Selected text:

================================

Managing large datasets on AWS with S3, Athena, and Glue

Cost Optimization for Large Datasets on AWS: A Case for S3, Athena, and Glue

By: Oscar Moncada

Managing large datasets is not only an operational issue, but a financial one as well.

S3, Athena, and Glue, in particular, provide a reliable solution to handling ballooning costs.

Achieving long-term cost optimization as a business scales may mean moving to other AWS services.

Key Takeaways

Thoroughly assess your data, especially if streaming, which is often a main culprit in skyrocketing costs.
Transform raw data before storing it, this may include using transformation tools such as AWS Glue and converting the data into formats that are easier to digest and require less storage space such as Parquet.
If needed, consider different services that better support your complex data processing needs.

Introduction: The Challenge of Managing Large Datasets on AWS

As cloud computing continues to transform how organizations handle large data sets, the sheer volume of information being generated, processed, and stored on platforms like Amazon Web Services (AWS) has exploded. For many enterprises, managing these large datasets poses a unique challenge—not just from an operational perspective, but from a financial one. Scaling in the cloud offers incredible flexibility, but without the right cost optimization strategies, you may find yourself grappling with skyrocketing bills that negate the very efficiencies cloud computing promises. And in addition to cost optimization, you need to plan properly so you build a solution that meets your needs from the beginning (easier said than done).

The question for organizations is simple: how can you continue to scale your data processing in the cloud while keeping costs in check? This article provides actionable insights and strategies for tackling the rising costs associated with large datasets on AWS, focusing on key services like S3, Athena, and Glue, among others.

Understanding Your Cost Drivers in AWS: Storage, Compute, and Queries

One of the first steps in controlling cloud costs is understanding where the major expenses originate. For most organizations, storage and compute are the primary cost drivers. Services like Amazon S3 are incredibly scalable and offer low-cost storage, but improper data management—such as storing millions of tiny files or allowing unoptimized datasets to pile up or not having the right S3 policies—can quickly inflate costs. Similarly, AWS Athena, a serverless interactive query service, is cost-efficient when optimized but can become costly when dealing with large datasets that require multiple scans.

The real issue often lies in how data is stored and queried. Without efficient file consolidation and partitioning, querying massive datasets can cause Athena to scan hundreds of terabytes of data, leading to disproportionately high costs. Understanding, monitoring, and mitigating these cost drivers is essential for maintaining financial control in the cloud.

================================

Entries:

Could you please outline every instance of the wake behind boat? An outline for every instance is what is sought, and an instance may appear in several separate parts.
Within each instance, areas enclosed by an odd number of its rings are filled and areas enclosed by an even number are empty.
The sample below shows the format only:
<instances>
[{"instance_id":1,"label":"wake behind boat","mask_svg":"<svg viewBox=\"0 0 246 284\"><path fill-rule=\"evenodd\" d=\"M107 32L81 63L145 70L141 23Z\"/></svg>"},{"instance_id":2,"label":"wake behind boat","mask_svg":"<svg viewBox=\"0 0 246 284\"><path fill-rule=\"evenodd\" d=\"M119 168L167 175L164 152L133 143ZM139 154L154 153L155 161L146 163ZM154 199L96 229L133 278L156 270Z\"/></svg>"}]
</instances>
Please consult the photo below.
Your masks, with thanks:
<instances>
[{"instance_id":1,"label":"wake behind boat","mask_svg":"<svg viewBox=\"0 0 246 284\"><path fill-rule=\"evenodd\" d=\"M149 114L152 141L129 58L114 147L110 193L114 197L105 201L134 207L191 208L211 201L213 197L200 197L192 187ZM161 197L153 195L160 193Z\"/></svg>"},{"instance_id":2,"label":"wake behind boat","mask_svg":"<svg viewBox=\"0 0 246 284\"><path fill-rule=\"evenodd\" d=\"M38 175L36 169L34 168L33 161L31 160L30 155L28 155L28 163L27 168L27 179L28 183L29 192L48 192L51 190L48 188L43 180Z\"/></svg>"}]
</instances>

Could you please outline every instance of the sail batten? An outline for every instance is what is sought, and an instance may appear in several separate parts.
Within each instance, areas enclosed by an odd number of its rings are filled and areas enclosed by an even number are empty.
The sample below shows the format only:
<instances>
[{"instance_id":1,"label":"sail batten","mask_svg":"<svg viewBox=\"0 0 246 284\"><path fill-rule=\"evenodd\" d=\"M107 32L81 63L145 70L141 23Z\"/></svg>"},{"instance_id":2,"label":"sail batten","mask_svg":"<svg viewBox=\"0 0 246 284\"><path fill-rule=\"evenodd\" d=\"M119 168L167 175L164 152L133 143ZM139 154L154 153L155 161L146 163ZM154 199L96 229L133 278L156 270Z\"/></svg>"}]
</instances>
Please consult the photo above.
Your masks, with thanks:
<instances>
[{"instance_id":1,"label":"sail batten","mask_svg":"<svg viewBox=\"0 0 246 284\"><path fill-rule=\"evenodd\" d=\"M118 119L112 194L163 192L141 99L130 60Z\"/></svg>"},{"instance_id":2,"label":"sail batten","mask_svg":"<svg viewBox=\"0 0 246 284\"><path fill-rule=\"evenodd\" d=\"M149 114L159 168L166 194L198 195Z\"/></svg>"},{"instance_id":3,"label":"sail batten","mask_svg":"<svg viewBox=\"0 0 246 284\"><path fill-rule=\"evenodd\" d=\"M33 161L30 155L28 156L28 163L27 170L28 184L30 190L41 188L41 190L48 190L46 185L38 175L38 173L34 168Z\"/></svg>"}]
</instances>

================================

Things to do:
A. Show every line of the records that contains the string "what".
B. Extend the article on AWS cost optimization for large datasets, starting after its final sentence.
The records have no connection to the text.

Answers to the exercise:
A.
Could you please outline every instance of the wake behind boat? An outline for every instance is what is sought, and an instance may appear in several separate parts.
Could you please outline every instance of the sail batten? An outline for every instance is what is sought, and an instance may appear in several separate parts.

B.
S3 Cost Management: Reducing Costs of Large Amounts of Data

Streaming large amounts of data such as metrics or small data points from many IoT devices often presents a specific challenge in S3 storage costs, especially when data is written as it streams in, creating millions of small files. This leads to substantial S3 GET costs, as well as inefficiencies in querying this fragmented data. One successful fix is to implement a wait time of a specific interval in Kinesis to consolidate files before they are written to S3.

This approach results in a considerable decrease in the number of files stored in S3, transitioning from millions to thousands. As a result, retrieval costs will drop significantly, making it a powerful example of how minor adjustments in data stream processing can lead to substantial cost reductions.

Optimizing Athena Queries for Large Datasets

As your dataset grows, the cost of querying in Athena can quickly spiral out of control too. Your costs can rapidly triple due to unoptimized queries scanning terabytes of data. The issue stems from Athena’s need to scan entire datasets unless they are partitioned and stored efficiently. Enter Parquet files, a columnar formatted file that allows for faster and cheaper queries.

By partitioning your data by key fields, such as client IDs or timestamps, and storing it in a columnar format like Parquet, you reduce the amount of data scanned during queries. Now Athena only needs to access specific partitions rather than the entire dataset. Additionally, Parquet files offer compression benefits, further decreasing storage and query costs.

Athena's cost-based optimizer (CBO) uses table and column statistics stored in the AWS Glue Data Catalog as part of the table’s metadata. By using these statistics, CBO improves query performance by selecting the most efficient query execution plan based on data statistics, meaning you achieve faster queries with lower costs.

Using AWS Glue ETL for Efficient Data Processing

Ingesting raw data directly into S3 for querying can result in high processing costs due to inefficient file structures and formats. A more optimized approach leverages AWS Glue ETL (Extract, Transform, Load) to preprocess and transform raw data before storage. Glue can convert unstructured data formats, such as CSV or plain text, into highly efficient formats like Parquet. This further improves performance while reducing both storage and query costs.

Use Cases

Streamlining CloudWatch Metrics Processing

One common challenge is the skyrocketing costs of processing real-time CloudWatch metrics. By default in AWS, every metric is written to S3 as it arrives, creating millions of small files, each triggering a costly retrieval process. The solution here involves applying the 5-minute wait time in Kinesis to allow multiple metrics to be consolidated before storage.

But what about all the historical CloudWatch data we’ve gathered?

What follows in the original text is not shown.